** The request **
Copy out the lines again without any change, running from the line with "outline cloud" to the line with "M16 0L16 2L20", and give nothing else.

Labeled area outline entries
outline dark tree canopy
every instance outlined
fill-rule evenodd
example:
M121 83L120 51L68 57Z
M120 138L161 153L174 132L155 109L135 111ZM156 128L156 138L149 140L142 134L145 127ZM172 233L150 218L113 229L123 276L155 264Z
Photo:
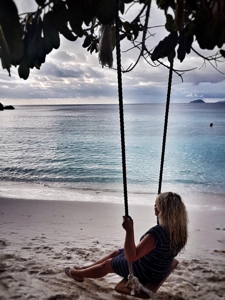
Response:
M30 68L40 69L46 55L53 48L59 47L59 34L74 42L85 36L83 47L91 54L99 49L96 29L101 24L107 25L112 49L115 47L114 16L117 0L35 1L36 11L20 15L13 0L0 2L0 56L2 68L8 70L10 76L12 65L19 65L19 75L24 79L28 77ZM196 40L202 49L213 50L217 46L222 47L225 43L224 0L156 0L159 9L164 11L165 26L168 34L153 50L148 49L145 42L149 28L151 2L151 0L118 2L122 15L124 14L124 4L139 4L140 8L132 21L125 20L125 15L120 19L121 39L127 39L131 43L131 49L140 50L135 64L124 72L131 70L142 56L150 64L154 64L154 66L156 61L165 65L159 60L168 56L175 48L181 62L192 50L214 66L212 61L217 66L217 62L224 61L224 50L220 49L215 54L205 57L193 48L192 43ZM167 13L169 9L174 12L174 19ZM142 17L145 16L143 22ZM141 33L142 41L138 42L137 39Z

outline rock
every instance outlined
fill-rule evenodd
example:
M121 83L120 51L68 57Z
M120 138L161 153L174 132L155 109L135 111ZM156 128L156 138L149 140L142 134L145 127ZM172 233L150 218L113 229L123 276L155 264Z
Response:
M193 100L192 101L190 101L189 103L205 103L205 101L201 99L197 99L197 100Z
M3 108L4 110L14 110L15 107L14 107L12 105L7 105L6 106L4 106Z

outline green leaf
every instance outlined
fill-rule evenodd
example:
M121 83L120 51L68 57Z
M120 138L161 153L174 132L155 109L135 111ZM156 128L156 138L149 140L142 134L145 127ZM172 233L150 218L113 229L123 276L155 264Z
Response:
M40 66L38 64L35 62L34 62L34 67L36 69L37 69L38 70L40 70Z
M94 17L94 6L95 3L93 0L83 0L83 11L84 22L85 25L89 26L92 20Z
M91 50L90 51L90 52L91 54L92 54L92 52L93 51L95 50L95 47L96 45L96 40L94 40L94 42L92 43L92 44L91 47Z
M183 30L180 33L178 38L179 47L177 49L177 58L179 59L181 62L184 60L186 55L185 40L184 32Z
M225 58L225 50L223 50L222 49L220 49L220 52L221 55Z
M166 16L166 22L165 25L166 29L167 31L170 32L173 31L175 29L174 20L171 15L168 14Z
M44 38L41 36L39 37L38 41L37 56L40 62L41 63L44 63L45 61L46 56Z
M177 40L177 32L173 31L162 40L160 41L152 55L152 60L154 62L164 57L169 56L175 49Z
M49 53L53 48L58 49L60 45L58 31L54 25L53 12L49 11L44 16L43 32L46 52Z
M189 54L190 52L191 45L194 41L194 37L193 35L188 35L185 37L185 50L186 53Z
M82 2L67 0L67 4L69 9L69 20L71 28L77 35L81 37L82 35L78 34L77 33L82 30L81 26L84 20Z
M119 10L121 14L123 15L124 13L124 3L122 1L120 2L120 4L119 6Z
M46 2L46 0L35 0L35 1L40 6L44 6Z
M61 11L62 11L61 14L59 10L60 8L62 10L62 8L59 6L57 7L56 5L54 6L52 15L54 25L57 30L67 40L71 42L74 42L76 40L78 37L74 35L70 29L67 27L67 21L66 20L68 18L68 13L67 11L68 10L65 7L64 7L64 8L65 9Z
M18 68L18 73L20 78L22 78L24 80L26 80L29 77L30 69L26 66L23 62L21 62Z
M82 46L84 48L86 48L91 45L92 43L92 39L90 36L86 37L85 39L84 42Z
M10 76L11 58L8 52L6 51L4 46L0 40L0 57L2 60L2 65L3 69L6 69L9 72L9 76Z
M12 0L0 1L0 38L14 64L22 59L23 51L22 27L19 22L16 7Z
M108 24L112 21L114 17L116 2L117 0L99 0L94 12L102 24Z

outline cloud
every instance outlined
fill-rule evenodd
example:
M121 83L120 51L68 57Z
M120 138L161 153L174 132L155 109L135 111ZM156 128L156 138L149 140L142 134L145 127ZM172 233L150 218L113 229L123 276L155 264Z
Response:
M16 0L16 2L20 13L25 11L34 11L37 9L34 0ZM125 10L129 6L129 4L126 5ZM137 4L132 6L126 15L126 18L129 21L133 20L140 7ZM164 12L158 8L155 2L153 2L150 14L149 27L165 24ZM154 47L169 34L164 27L151 28L149 31L152 34L157 34L147 40L149 49ZM31 99L32 103L35 103L35 99L60 99L62 101L65 99L65 102L68 99L70 103L70 99L79 98L85 99L87 101L89 99L90 103L100 99L104 103L104 99L106 98L108 102L110 99L114 101L118 97L116 71L102 68L98 62L98 53L94 52L91 55L86 49L82 47L84 38L84 37L79 38L76 42L72 42L61 34L60 48L53 50L47 56L46 62L40 70L35 68L31 70L29 78L26 81L19 78L17 70L14 68L12 69L11 77L8 76L5 70L0 70L0 98L21 99L21 104L24 99L27 101ZM138 40L141 38L140 34ZM196 42L193 46L205 56L212 54L211 51L200 50ZM130 43L126 39L122 41L122 51L130 47ZM122 63L124 69L131 63L134 65L139 53L136 49L122 53ZM115 67L115 50L113 54ZM150 58L148 59L152 64ZM166 58L162 61L168 65ZM206 68L203 67L199 69L203 62L202 58L193 51L186 56L182 64L176 59L174 67L180 70L180 73L183 73L182 70L197 68L190 72L184 71L182 75L183 83L180 77L174 73L171 102L187 102L189 98L223 98L225 75L219 73L207 62ZM225 72L224 64L219 64L218 67ZM165 102L168 74L167 68L161 66L153 67L141 58L131 72L122 75L124 103Z

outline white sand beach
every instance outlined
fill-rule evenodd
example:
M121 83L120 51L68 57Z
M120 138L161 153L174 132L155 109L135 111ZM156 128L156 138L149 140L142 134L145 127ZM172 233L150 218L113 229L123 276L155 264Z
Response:
M1 300L134 298L115 291L121 279L117 275L82 283L65 275L65 267L87 264L123 247L125 236L123 205L97 201L112 196L122 203L121 194L76 192L86 201L0 198ZM190 220L188 245L155 298L225 299L224 197L182 196ZM156 224L155 195L148 205L141 201L146 195L130 197L137 196L142 204L131 204L129 212L137 243Z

** Solved exercise **
outline cloud
every instance outlined
fill-rule evenodd
example:
M121 83L120 51L68 57Z
M120 138L161 153L174 132L155 109L135 111ZM156 128L156 138L149 140L142 134L145 127ZM172 233L150 218L113 229L123 276L155 264Z
Response:
M16 0L16 2L20 13L25 11L34 11L37 9L34 0ZM125 10L129 6L129 4L126 5ZM137 4L132 6L126 15L126 18L129 21L133 20L140 7ZM164 12L158 8L155 2L153 2L150 14L149 27L165 24ZM154 47L169 34L164 27L151 28L149 31L152 34L157 34L147 40L149 49ZM31 99L32 103L35 103L35 99L60 99L62 101L65 99L65 102L68 99L70 103L70 99L79 98L85 99L87 101L89 99L90 103L100 99L104 103L104 99L106 98L108 102L110 99L114 101L118 97L116 71L102 68L98 62L98 53L94 52L91 55L86 49L82 47L84 38L84 37L79 38L76 42L72 42L61 34L60 48L53 50L47 56L46 62L40 70L35 68L31 70L29 78L26 81L19 78L17 70L14 68L12 69L11 77L8 76L5 70L0 70L0 98L21 99L21 104L24 99L27 101ZM138 40L141 38L140 34ZM196 42L193 46L205 56L212 54L211 51L200 50ZM130 43L126 39L122 41L122 51L130 47ZM122 63L124 69L131 63L134 65L139 53L136 49L122 53ZM115 67L115 50L113 54ZM150 58L148 59L152 64ZM166 58L162 61L168 65ZM206 68L203 67L199 69L203 62L202 58L193 51L186 56L182 64L176 59L174 67L180 70L180 73L183 73L182 70L197 68L190 72L184 71L182 75L183 83L180 77L174 73L171 102L187 102L189 98L223 98L225 75L219 73L207 62ZM225 72L224 64L219 64L218 67ZM165 102L168 74L167 68L161 66L153 67L141 58L131 72L122 75L124 103Z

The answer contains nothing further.